• **SOURCE TEXT**
🍺IPA: import, preprocess, accelerate
Install the library from PyPI:
pip install ipa-core
IPA is a Python library that provides a set of preprocessing wrappers for Stanza and spaCy, providing a unified API for both libraries, making them interchangeable.
Let's start with a simple example. Here we are using the SpacyTokenizer
wrapper to preprocess a text:
from ipa import SpacyTokenizer
spacy_tokenizer = SpacyTokenizer(language="en", return_pos_tags=True, return_lemmas=True)
tokenized = spacy_tokenizer("Mary sold the car to John.")
for word in tokenized:
print("{:<5} {:<10} {:<10} {:<10}".format(word.index, word.text, word.pos, word.lemma))
"""
0 Mary PROPN Mary
1 sold VERB sell
2 the DET the
3 car NOUN car
4 to ADP to
5 John PROPN John
6 . PUNCT .
"""
You can load any model from spaCy, with its canonical name, en_core_web_sm
, or with a simple alias, as
we did here, like en
. By default, the simpler alias loads the smaller version of each model. For a complete
list of available models, see spaCy documentation.
In the very same way, you can load any model from Stanza using the StanzaTokenizer
wrapper:
from ipa import StanzaTokenizer
stanza_tokenizer = StanzaTokenizer(language="en", return_pos_tags=True, return_lemmas=True)
tokenized = stanza_tokenizer("Mary sold the car to John.")
for word in tokenized:
print("{:<5} {:<10} {:<10} {:<10}".format(word.index, word.text, word.pos, word.lemma))
"""
0 Mary PROPN Mary
1 sold VERB sell
2 the DET the
3 car NOUN car
4 to ADP to
5 John PROPN John
6 . PUNCT .
"""
For more simple scenarios, you can use the WhiteSpaceTokenizer
wrapper, which will just split the text
by whitespace:
from ipa import WhitespaceTokenizer
whitespace_tokenizer = WhitespaceTokenizer()

• **OBJECTIVES**
a – Which distinct part-of-speech tags appear in the sample output of the IPA library overview? List each tag once.
b – Continue the IPA library overview after its final line of code.

(Raw records)
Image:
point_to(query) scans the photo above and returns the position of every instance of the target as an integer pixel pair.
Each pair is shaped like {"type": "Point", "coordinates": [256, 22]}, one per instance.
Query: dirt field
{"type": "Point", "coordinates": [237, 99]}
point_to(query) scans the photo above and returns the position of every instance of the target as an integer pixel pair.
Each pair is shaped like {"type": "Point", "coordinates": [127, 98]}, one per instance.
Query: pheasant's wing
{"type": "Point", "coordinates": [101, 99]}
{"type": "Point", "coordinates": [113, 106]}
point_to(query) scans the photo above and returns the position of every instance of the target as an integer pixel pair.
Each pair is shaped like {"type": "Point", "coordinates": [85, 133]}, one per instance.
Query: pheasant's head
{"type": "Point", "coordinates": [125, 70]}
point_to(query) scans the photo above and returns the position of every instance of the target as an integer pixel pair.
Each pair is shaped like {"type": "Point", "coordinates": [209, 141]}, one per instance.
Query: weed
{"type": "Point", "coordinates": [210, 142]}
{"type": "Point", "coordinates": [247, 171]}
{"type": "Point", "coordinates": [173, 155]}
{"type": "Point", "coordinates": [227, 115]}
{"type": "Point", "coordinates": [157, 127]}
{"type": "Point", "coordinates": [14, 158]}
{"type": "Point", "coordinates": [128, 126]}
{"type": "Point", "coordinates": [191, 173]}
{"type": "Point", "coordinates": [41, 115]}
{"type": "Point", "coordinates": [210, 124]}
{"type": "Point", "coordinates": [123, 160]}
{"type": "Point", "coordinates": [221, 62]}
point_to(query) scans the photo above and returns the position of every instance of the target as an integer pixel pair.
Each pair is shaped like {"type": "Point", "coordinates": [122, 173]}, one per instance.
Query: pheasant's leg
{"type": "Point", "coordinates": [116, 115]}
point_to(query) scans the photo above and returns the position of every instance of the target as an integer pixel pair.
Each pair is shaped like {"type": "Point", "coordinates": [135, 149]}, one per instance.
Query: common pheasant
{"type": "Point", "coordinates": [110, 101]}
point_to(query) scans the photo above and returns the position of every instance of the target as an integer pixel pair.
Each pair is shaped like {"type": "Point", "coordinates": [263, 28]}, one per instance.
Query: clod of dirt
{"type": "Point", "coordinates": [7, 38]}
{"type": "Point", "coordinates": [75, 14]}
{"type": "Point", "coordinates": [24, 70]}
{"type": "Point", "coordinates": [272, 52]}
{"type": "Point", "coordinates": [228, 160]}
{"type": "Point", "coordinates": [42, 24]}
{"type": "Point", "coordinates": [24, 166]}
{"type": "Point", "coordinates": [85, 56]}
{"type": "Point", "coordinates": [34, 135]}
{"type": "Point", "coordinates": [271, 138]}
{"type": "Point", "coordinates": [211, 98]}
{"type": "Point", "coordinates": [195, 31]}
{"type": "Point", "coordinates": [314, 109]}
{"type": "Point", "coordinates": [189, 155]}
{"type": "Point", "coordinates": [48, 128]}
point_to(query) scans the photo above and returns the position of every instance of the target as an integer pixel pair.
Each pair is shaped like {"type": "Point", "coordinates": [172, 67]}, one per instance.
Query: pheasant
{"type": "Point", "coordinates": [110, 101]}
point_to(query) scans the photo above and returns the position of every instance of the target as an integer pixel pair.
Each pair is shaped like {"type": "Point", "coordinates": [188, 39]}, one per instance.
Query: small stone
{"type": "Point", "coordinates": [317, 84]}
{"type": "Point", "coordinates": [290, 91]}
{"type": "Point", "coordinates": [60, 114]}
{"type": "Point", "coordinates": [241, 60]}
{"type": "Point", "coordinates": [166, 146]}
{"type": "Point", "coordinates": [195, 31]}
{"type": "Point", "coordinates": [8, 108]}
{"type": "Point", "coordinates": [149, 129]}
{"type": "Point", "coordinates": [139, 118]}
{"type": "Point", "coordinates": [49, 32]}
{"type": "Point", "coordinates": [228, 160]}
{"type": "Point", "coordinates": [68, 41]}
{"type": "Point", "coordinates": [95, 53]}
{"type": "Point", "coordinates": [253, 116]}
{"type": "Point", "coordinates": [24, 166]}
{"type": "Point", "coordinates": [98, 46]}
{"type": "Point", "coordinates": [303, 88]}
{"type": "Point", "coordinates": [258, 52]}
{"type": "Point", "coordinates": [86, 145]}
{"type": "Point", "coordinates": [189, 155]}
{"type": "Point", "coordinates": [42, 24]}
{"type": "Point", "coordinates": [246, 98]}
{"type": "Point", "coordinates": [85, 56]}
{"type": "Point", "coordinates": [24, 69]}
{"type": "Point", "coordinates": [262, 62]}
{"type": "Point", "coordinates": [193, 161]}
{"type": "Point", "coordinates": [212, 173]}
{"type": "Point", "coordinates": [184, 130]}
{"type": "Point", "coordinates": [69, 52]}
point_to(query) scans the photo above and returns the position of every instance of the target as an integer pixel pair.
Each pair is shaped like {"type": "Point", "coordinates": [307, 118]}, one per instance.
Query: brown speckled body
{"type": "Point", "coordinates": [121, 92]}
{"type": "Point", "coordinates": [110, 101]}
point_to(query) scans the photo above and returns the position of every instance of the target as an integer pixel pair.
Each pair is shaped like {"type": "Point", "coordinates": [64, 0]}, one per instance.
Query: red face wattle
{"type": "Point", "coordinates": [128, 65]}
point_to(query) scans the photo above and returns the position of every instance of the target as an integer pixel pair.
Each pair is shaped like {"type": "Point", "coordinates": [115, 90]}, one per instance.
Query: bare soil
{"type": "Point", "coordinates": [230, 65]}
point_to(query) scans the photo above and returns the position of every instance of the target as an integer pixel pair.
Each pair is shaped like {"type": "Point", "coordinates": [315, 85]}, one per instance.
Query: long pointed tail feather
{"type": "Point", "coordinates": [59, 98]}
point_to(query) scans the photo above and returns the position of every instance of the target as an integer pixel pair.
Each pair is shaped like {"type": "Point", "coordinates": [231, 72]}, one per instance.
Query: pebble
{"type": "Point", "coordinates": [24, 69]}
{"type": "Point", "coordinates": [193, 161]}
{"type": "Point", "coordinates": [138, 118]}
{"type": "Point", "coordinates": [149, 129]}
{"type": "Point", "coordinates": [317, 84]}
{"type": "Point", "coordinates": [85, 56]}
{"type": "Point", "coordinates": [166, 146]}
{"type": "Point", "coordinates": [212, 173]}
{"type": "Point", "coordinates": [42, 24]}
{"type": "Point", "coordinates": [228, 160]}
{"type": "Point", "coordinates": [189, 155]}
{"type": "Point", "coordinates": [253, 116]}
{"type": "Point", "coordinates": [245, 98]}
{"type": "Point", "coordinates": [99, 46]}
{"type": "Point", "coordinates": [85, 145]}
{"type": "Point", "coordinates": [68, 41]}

• **TASK RESULTS**
a – PROPN, VERB, DET, NOUN, ADP, PUNCT

b –
tokenized = whitespace_tokenizer("Mary sold the car to John .")
for word in tokenized:
print("{:<5} {:<10}".format(word.index, word.text))
"""
0 Mary
1 sold
2 the
3 car
4 to
5 John
6 .
"""
SpacyTokenizer
and StanzaTokenizer
provide a unified API for both libraries, exposing most of their
features, like tokenization, Part-of-Speech tagging, lemmatization and dependency parsing. You can activate
and deactivate any of these using return_pos_tags
, return_lemmas
and return_deps
. So, for example,
StanzaTokenizer(language="en", return_pos_tags=True, return_lemmas=True)
will return a list of Token
objects, with the pos
and lemma
fields filled.
while
StanzaTokenizer(language="en")
will return a list of Token
objects, with only the text
field filled.
With use_gpu=True
, the library will use the GPU if it is available. To set up the environment for the GPU,
refer to the Stanza documentation and the
spaCy documentation.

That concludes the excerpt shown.